Every line below should be duplicated exactly.

---

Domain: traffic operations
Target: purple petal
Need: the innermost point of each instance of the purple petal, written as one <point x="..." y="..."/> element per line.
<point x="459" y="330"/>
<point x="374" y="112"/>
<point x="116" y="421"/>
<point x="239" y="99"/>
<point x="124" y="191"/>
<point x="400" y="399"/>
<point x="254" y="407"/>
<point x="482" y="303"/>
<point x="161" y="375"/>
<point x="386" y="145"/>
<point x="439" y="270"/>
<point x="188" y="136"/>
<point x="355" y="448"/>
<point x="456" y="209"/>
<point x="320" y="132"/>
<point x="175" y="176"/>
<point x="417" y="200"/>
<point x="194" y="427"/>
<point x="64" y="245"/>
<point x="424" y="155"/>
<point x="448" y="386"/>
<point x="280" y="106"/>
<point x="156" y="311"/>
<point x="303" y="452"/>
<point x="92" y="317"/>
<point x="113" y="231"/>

---

> [EXERCISE SOLUTION]:
Domain: traffic operations
Target: purple petal
Need: the innermost point of each instance of the purple petal, written as one <point x="..." y="..."/> element per line.
<point x="459" y="330"/>
<point x="374" y="112"/>
<point x="116" y="421"/>
<point x="239" y="99"/>
<point x="124" y="191"/>
<point x="400" y="399"/>
<point x="254" y="407"/>
<point x="482" y="303"/>
<point x="161" y="375"/>
<point x="386" y="145"/>
<point x="439" y="270"/>
<point x="188" y="136"/>
<point x="355" y="448"/>
<point x="456" y="209"/>
<point x="320" y="132"/>
<point x="175" y="176"/>
<point x="417" y="200"/>
<point x="194" y="427"/>
<point x="64" y="245"/>
<point x="424" y="155"/>
<point x="448" y="386"/>
<point x="280" y="106"/>
<point x="156" y="311"/>
<point x="303" y="452"/>
<point x="92" y="317"/>
<point x="113" y="231"/>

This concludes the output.